SELECTED EXCERPT
┌────────

The Second Week: What War Feels Like After the First Shock
- 3 hours ago
- 15 min read
The following are entries from my journal during the second week of the war with Iran. If you'd like to read the first installment of this series, click here.
3/7/26
Last night was terrible.
Here’s what the night looked like:
19:16 Incoming missile pre-alert
19:19 Rocket & missile fire
20:41 Rocket & missile fire
21:54 Pre-alert
21:56 Rocket & missile fire
00:32 Pre-alert
00:37 Rocket & missile fire
00:50 Event ends
4:56 Pre-alert
5:00 Rocket & missile fire
5:14 Event ends
6:20 Pre-alert
6:23 Rocket & missile fire
6:24 More rocket & missile fire
6:40 Event ends
11:23 Pre-alert
11:40 Event ends
Everyone was dead tired last night. Alex didn’t even bring his camera to the miklat.

It was very quiet in the miklat all through the night. We were all exhausted and just waiting to go back to bed. Maybe we'll get tired of seeing each other. I hope not. But I think it was just a hard night for everyone, and we were all cranky. At least, I definitely was. I don't like being around people when I haven't freshened up and gotten ready first, and with this war, that's definitely been a challenge. Alex is always nice and chipper, regardless of the time of day. That's a wonderful quality, and it's challenging at a time like this. So, good for him.
This morning, that final alert didn't culminate in any missile fire. Alex always jokes whenever someone goes to leave the miklat: "Two more minutes. Wait two more minutes. Maybe three." This morning, after eight minutes had passed since the pre-alert and there was no actual siren, I grabbed my bag and went to leave before everyone else. I passed Alex and said bye, and he said, "What's the reason?", as in, why am I leaving so early? I answered that there was no alarm, and I tried to joke about how I want to go home. But I'm not feeling funny today. I'm feeling tired. I'm tired of the alerts. I'm tired of the pigeon noises outside my window. I want to be able to unpack my bag and live comfortably again.
Outbound flights are canceled through Sunday, including my best friend, Dan's. He apologized because he knew I really wanted to stay at his place (as I usually do whenever he flies to the US). But it's OK. It's not his fault. And I know it'll be better for him to stay here during wartime, to be with his three dogs. I'm glad for the support system I have in him being here. It is a bummer that I won't get to stay in Tel Aviv, in a change of scenery in a city I love. But war is a bummer (understatement of the year).

└────────

DIRECTIVES
1) Please retype the journal excerpt word for word, between "This morning, that" and "live comfortably again.", inclusive.
2) According to the journal excerpt, outbound flights are canceled through which day?
3) Write the next part of the journal excerpt, picking up after its final sentence.

ENTRIES

┌────────

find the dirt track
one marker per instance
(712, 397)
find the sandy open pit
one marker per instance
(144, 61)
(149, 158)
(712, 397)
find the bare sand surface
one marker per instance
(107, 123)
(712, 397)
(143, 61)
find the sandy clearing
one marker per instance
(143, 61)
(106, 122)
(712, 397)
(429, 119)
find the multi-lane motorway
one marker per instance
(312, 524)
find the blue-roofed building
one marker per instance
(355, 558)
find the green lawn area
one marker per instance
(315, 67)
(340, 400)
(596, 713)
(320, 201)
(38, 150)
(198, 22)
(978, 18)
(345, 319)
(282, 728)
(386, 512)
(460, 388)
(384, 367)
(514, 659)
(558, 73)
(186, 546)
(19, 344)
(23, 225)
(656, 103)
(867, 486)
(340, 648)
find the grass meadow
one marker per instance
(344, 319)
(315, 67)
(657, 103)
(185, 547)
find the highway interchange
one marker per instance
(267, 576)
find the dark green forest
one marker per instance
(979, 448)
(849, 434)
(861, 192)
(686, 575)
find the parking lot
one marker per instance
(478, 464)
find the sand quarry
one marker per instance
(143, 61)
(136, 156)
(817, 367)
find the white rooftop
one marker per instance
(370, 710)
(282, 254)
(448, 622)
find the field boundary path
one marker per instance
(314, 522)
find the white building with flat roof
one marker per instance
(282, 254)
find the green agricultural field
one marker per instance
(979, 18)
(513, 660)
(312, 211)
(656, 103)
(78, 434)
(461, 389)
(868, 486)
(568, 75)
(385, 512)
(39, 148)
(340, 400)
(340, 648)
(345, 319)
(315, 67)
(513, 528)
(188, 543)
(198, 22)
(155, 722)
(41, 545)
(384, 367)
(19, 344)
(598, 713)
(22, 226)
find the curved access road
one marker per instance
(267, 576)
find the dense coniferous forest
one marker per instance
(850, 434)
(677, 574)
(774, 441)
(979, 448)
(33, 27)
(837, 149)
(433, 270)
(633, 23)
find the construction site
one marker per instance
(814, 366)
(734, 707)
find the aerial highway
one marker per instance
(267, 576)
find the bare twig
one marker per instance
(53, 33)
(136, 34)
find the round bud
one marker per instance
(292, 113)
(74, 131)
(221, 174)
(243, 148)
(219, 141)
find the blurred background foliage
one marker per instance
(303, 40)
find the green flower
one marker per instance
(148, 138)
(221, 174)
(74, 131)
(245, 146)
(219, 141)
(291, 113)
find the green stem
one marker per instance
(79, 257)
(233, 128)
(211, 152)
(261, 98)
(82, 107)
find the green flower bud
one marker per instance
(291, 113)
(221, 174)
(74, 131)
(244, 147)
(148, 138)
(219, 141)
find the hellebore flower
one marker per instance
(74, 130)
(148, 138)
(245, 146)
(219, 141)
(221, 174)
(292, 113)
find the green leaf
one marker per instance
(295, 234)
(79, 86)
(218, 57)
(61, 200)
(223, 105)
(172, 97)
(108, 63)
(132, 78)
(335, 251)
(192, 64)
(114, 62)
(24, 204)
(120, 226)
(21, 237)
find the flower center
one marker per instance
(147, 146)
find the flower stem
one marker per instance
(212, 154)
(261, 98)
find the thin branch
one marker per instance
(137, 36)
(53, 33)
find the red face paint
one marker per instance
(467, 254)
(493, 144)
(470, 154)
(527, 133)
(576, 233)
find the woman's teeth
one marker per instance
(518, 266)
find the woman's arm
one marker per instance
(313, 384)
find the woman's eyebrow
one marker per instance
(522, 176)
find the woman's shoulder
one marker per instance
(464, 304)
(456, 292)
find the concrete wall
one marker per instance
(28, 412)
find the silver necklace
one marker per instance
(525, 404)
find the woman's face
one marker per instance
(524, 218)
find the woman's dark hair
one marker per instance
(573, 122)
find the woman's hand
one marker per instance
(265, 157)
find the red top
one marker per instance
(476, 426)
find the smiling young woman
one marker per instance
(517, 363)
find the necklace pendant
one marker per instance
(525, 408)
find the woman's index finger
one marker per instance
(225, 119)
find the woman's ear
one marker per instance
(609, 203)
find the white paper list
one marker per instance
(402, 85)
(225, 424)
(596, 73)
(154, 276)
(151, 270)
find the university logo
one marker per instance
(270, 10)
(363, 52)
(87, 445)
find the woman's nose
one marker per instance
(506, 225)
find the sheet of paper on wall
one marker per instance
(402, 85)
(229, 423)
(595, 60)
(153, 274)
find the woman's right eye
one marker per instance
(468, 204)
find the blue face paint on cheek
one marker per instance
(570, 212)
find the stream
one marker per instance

└────────

FINAL ANSWERS
1)
This morning, that final alert didn't culminate in any missile fire. Alex always jokes whenever someone goes to leave the miklat: "Two more minutes. Wait two more minutes. Maybe three." This morning, after eight minutes had passed since the pre-alert and there was no actual siren, I grabbed my bag and went to leave before everyone else. I passed Alex and said bye, and he said, "What's the reason?", as in, why am I leaving so early? I answered that there was no alarm, and I tried to joke about how I want to go home. But I'm not feeling funny today. I'm feeling tired. I'm tired of the alerts. I'm tired of the pigeon noises outside my window. I want to be able to unpack my bag and live comfortably again.

2) Sunday.

3)
I’m just antsy. I’m itching to get out. I miss exercise. Dan is going to pick me up at 1:30 PM today. We’re going to go to the rooftop of WeWork. There’s a miklat there. We’re going to do pilates. And we’ll hang out. I told him I want to work on my photos at his place or wherever. It’ll just be good to get out and be with a friend. Being with my neighbors has been really nice, too. With Dan, I won’t have to hide my feelings or anything. I can just be who i am.
3/8
Yesterday, Dan and the girls came and got me. We went straight to WeWork to do pilates on the roof. We were the only ones there. It was shabbat during wartime. Quiet on top of silent. The building has everything you would need to live there: a kitchen, shower, workout room (the miklat was a dance studio/gym), nice bathrooms, a comfy couch.

We had to go down to the miklat twice before we even started pilates. Dan connected to the Bluetooth in the studio and put on music each time, usually Zumba. We could still hear the air sirens and the booms in the pauses of music. The girls (his dogs) would start barking each time the sirens sounded. They would sometimes go silent to listen, and then, they’d hear the alarms again and start barking all over again.
Exercise and sunshine did wonders to relieve my "jetlag," headache, and grogginess. And my body was feeling sore and strong. I haven’t exercised. I haven’t walked more than a couple thousand steps a day since the war started a week ago, whereas I usually clock at least 10,000 steps every day.
I had been planning to return to Rishon last night, but I decided not to. The change of scenery was healing.
After working out, we stopped at the bakery nearby and got dinner. There were a lot of people there, and quite a diverse mix — police, teenagers, a Muslim woman, secular Jews. It was one of the only restaurants open in the vicinity; plus, it's just normally a popular spot in the neighborhood.
After eating, we went home to Dan’s place. I worked on my photos from the little couch square while Dan watched the beginning of a YouTube playthrough of the new Resident Evil: Requiem.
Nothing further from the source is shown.